_Task to complete:_
Skip the pictures, please, and write out exactly the lines from the opening of the data through the line containing "Target: red trim on costume".

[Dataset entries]
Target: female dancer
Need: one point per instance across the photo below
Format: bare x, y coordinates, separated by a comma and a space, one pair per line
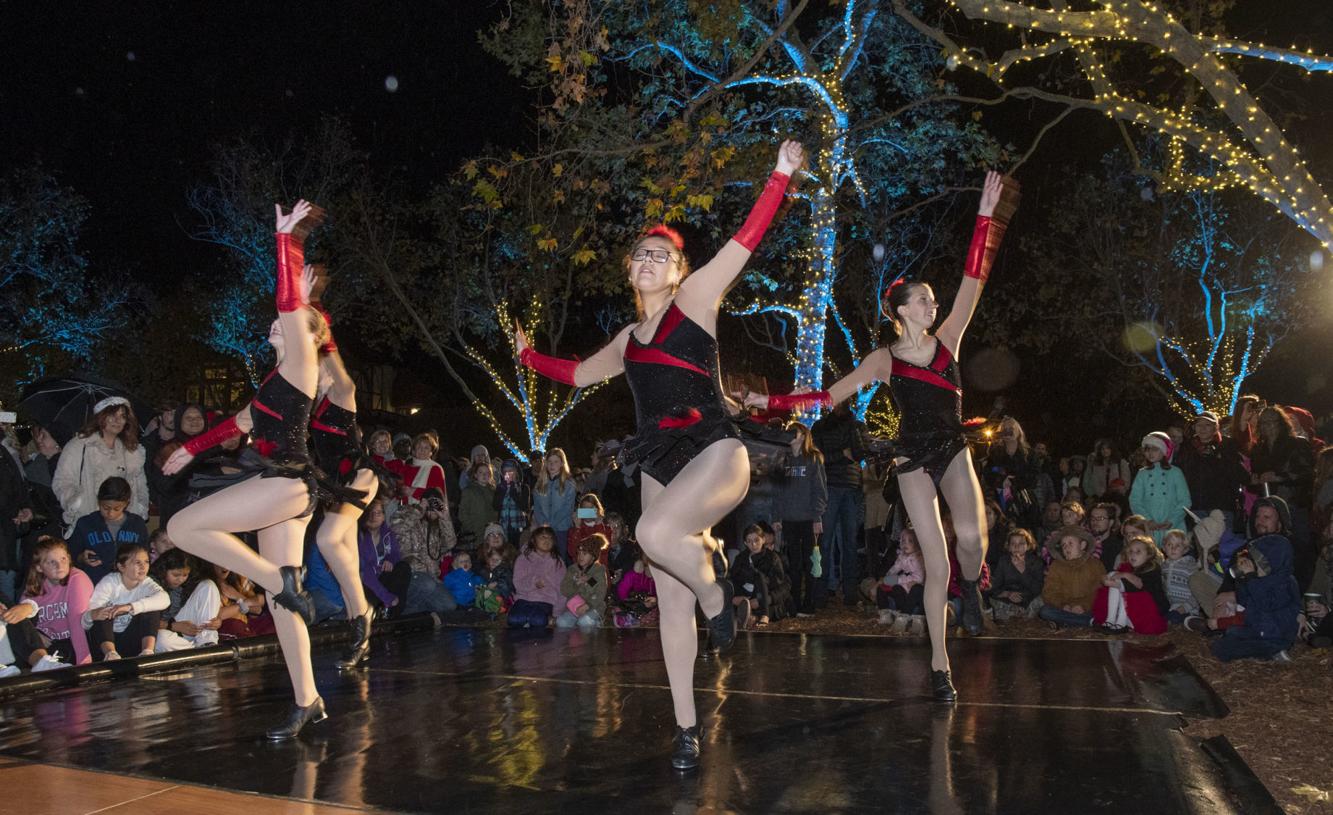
693, 464
340, 454
923, 374
279, 502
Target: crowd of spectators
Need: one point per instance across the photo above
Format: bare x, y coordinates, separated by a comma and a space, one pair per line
1221, 526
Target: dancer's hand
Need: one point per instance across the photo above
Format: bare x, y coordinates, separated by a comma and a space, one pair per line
991, 194
520, 339
791, 156
177, 460
285, 223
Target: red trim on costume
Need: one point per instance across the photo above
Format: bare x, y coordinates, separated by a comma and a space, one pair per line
291, 263
668, 324
761, 215
799, 402
223, 431
688, 418
656, 356
551, 367
985, 242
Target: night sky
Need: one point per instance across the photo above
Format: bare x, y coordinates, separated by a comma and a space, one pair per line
123, 102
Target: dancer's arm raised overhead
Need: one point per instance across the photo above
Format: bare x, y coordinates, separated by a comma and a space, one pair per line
701, 292
985, 242
604, 364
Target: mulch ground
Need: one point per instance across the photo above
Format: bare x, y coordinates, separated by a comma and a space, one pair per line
1281, 719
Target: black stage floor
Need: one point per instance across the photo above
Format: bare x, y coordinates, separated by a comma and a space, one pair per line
487, 720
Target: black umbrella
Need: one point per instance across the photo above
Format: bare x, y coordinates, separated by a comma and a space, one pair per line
63, 404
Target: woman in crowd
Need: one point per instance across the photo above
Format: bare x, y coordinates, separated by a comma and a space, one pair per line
799, 514
553, 499
1103, 467
277, 488
107, 447
45, 627
1160, 492
923, 374
125, 607
691, 462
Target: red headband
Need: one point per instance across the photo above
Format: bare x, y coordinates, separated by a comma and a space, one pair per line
664, 231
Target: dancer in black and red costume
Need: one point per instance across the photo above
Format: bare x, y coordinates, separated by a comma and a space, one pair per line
693, 463
933, 458
343, 458
279, 487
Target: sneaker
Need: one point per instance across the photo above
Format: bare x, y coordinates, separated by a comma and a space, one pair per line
48, 663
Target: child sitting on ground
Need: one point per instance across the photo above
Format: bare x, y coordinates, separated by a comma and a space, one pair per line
1072, 580
585, 586
460, 580
1179, 567
125, 607
496, 592
637, 595
900, 595
1132, 596
1017, 578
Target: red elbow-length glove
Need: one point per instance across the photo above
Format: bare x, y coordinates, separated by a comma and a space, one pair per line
551, 367
761, 215
291, 264
799, 402
985, 242
223, 431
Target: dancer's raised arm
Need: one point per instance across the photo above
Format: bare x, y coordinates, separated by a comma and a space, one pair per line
985, 242
601, 366
703, 291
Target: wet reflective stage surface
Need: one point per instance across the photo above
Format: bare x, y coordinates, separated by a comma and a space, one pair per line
485, 720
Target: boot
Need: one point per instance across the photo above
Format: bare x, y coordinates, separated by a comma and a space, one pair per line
360, 644
293, 596
299, 718
941, 687
721, 628
685, 747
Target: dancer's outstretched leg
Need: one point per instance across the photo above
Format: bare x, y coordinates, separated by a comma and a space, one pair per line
336, 539
205, 528
676, 515
923, 504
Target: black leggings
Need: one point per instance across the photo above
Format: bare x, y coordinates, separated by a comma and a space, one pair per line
24, 638
128, 642
799, 542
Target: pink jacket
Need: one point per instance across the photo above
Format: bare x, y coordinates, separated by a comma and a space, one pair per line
533, 566
60, 608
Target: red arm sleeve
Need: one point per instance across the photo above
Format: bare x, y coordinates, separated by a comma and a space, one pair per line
551, 367
223, 431
799, 402
291, 263
985, 242
764, 210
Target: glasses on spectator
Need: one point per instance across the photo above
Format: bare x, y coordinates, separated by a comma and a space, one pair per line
655, 255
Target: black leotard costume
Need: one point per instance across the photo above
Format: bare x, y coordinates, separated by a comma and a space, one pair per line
677, 396
929, 402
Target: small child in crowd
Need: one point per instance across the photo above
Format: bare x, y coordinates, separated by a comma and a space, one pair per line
585, 586
460, 580
124, 611
96, 536
1072, 580
900, 594
1132, 598
1017, 578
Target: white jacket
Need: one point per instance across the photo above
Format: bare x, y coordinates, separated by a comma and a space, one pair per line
111, 591
85, 463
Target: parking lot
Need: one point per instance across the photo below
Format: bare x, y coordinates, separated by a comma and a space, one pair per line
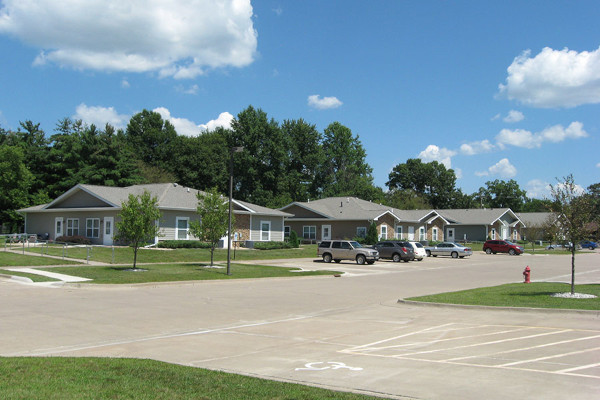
346, 333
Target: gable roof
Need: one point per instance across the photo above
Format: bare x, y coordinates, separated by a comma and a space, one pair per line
170, 196
353, 209
477, 216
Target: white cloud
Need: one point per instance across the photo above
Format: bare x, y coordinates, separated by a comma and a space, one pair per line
472, 148
100, 116
224, 120
529, 140
435, 153
186, 127
503, 168
554, 78
171, 37
537, 189
514, 116
324, 103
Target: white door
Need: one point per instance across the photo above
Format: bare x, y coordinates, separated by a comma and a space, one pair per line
108, 231
326, 232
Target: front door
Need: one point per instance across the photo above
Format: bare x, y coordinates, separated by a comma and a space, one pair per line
450, 235
326, 232
108, 231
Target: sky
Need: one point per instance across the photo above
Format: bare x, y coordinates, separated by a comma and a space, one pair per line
492, 89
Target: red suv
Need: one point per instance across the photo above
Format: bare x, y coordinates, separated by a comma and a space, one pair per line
502, 246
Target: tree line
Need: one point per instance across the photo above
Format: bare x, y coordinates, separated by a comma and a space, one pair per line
280, 163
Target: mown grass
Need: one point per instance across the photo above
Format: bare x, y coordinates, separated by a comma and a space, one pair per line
534, 295
18, 260
103, 378
179, 272
124, 255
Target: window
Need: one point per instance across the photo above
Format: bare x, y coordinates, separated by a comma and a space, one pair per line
309, 232
92, 227
399, 232
182, 228
72, 227
361, 231
265, 231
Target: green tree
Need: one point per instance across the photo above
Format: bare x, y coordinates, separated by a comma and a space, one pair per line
345, 171
137, 224
502, 194
214, 219
573, 210
431, 180
260, 168
15, 181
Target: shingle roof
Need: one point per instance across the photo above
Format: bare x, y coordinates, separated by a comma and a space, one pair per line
169, 195
353, 208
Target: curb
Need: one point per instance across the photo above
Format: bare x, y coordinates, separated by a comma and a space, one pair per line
495, 308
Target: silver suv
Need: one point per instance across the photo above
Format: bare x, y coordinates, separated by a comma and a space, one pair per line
338, 250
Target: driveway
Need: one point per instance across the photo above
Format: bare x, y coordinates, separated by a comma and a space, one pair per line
346, 333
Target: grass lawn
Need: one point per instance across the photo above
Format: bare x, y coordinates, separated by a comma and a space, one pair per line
179, 272
19, 260
104, 378
536, 295
124, 255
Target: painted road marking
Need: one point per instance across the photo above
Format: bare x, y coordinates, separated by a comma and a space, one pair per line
485, 352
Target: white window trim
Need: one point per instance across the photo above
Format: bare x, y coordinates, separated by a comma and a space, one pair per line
70, 226
363, 229
95, 229
304, 230
59, 232
399, 231
262, 231
187, 229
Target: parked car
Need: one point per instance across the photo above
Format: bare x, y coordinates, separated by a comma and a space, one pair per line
338, 250
419, 250
451, 249
395, 250
588, 244
502, 246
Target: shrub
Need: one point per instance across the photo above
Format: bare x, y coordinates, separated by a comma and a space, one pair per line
73, 240
272, 245
183, 244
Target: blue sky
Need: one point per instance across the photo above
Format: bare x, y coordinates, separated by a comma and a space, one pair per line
493, 89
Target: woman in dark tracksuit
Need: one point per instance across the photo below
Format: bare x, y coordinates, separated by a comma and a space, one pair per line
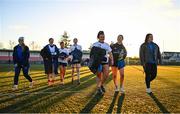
21, 61
50, 55
119, 54
150, 56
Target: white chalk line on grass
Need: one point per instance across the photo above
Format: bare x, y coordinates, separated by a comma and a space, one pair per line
34, 93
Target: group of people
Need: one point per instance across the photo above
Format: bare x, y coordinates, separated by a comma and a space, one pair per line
54, 57
102, 57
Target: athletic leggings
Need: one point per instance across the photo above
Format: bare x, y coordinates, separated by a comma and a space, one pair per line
25, 72
151, 72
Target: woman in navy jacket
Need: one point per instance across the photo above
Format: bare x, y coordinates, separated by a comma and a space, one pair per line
21, 60
50, 55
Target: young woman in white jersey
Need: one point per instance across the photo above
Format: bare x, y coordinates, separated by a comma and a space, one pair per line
103, 68
63, 61
119, 54
76, 54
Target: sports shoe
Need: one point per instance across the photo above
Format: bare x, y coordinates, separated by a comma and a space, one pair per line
31, 84
15, 87
116, 89
148, 90
122, 90
103, 89
100, 92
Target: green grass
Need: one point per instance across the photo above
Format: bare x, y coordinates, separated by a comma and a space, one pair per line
73, 98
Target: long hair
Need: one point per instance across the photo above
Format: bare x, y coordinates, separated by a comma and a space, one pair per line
147, 37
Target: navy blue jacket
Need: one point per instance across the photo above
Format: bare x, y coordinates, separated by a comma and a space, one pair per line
46, 54
25, 56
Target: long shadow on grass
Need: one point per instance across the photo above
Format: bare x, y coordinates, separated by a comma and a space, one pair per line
110, 110
24, 104
46, 88
120, 102
39, 77
91, 104
35, 99
159, 104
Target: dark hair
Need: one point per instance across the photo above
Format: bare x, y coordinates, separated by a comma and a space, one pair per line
121, 36
147, 37
51, 39
61, 42
100, 33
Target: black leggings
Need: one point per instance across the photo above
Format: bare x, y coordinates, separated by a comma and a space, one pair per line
25, 72
151, 73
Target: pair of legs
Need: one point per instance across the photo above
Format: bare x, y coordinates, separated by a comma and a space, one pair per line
114, 73
151, 73
102, 75
50, 70
25, 70
62, 73
76, 66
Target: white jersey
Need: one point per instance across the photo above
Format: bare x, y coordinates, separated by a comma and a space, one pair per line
66, 51
75, 46
52, 49
103, 46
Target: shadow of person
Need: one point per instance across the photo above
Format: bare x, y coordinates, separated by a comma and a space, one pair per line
92, 103
120, 102
159, 104
110, 110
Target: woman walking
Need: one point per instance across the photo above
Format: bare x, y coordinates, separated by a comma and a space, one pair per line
50, 55
119, 54
21, 56
150, 56
63, 61
101, 52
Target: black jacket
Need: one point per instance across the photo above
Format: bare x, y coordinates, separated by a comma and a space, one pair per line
145, 55
46, 54
25, 56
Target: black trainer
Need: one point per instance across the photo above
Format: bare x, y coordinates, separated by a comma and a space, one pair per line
103, 89
100, 92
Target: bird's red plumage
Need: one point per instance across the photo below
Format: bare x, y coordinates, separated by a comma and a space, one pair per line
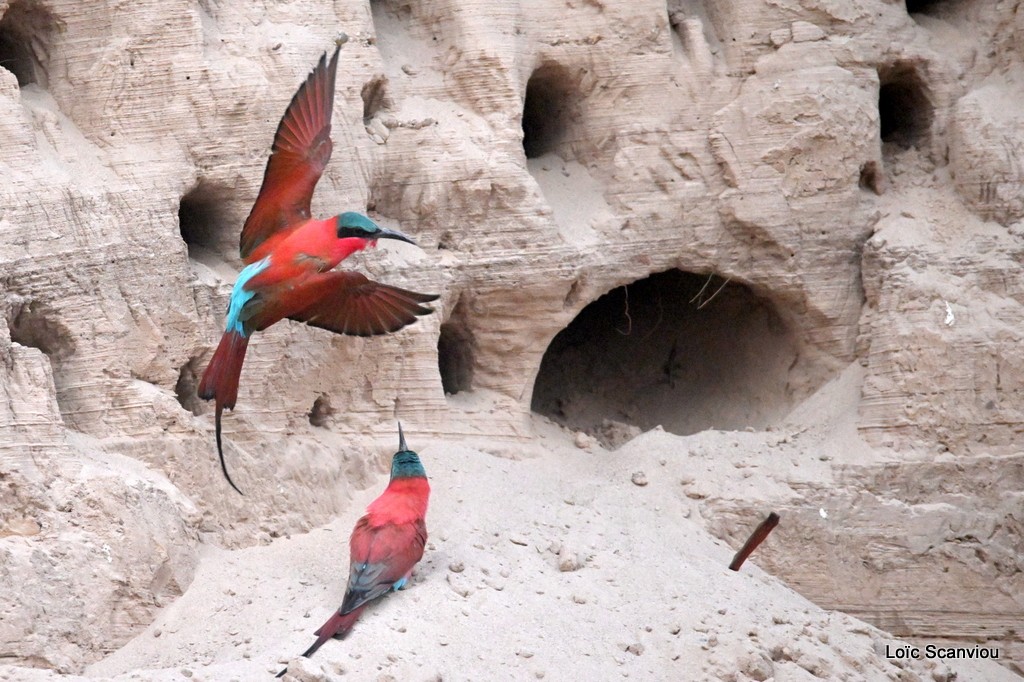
300, 153
386, 544
289, 255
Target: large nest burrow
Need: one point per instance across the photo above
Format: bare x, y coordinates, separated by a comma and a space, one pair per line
37, 326
456, 351
927, 7
684, 350
905, 110
204, 218
27, 30
550, 109
375, 96
185, 387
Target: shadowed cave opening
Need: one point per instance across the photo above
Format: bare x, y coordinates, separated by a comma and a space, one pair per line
38, 326
374, 94
26, 32
203, 216
187, 383
904, 107
923, 6
550, 108
456, 352
685, 350
322, 412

_Response area:_
Target: female dancer
Need: one point per instance across the photo below
Format: bare x, y coordinates, separated by a comma and a space, one pair per line
693, 464
340, 454
923, 374
279, 502
Target: crowd of spectators
Need: one point per instance across the photo above
Format: bare x, y coordinates, separated by a comma and a space, one pair per line
1221, 526
Target: dancer's hand
Need: one point per instance across the photo above
Format: bare x, y coordinates, separated by a comma and a space, one pair per line
991, 194
520, 339
791, 156
177, 460
285, 223
Target: red trim on costume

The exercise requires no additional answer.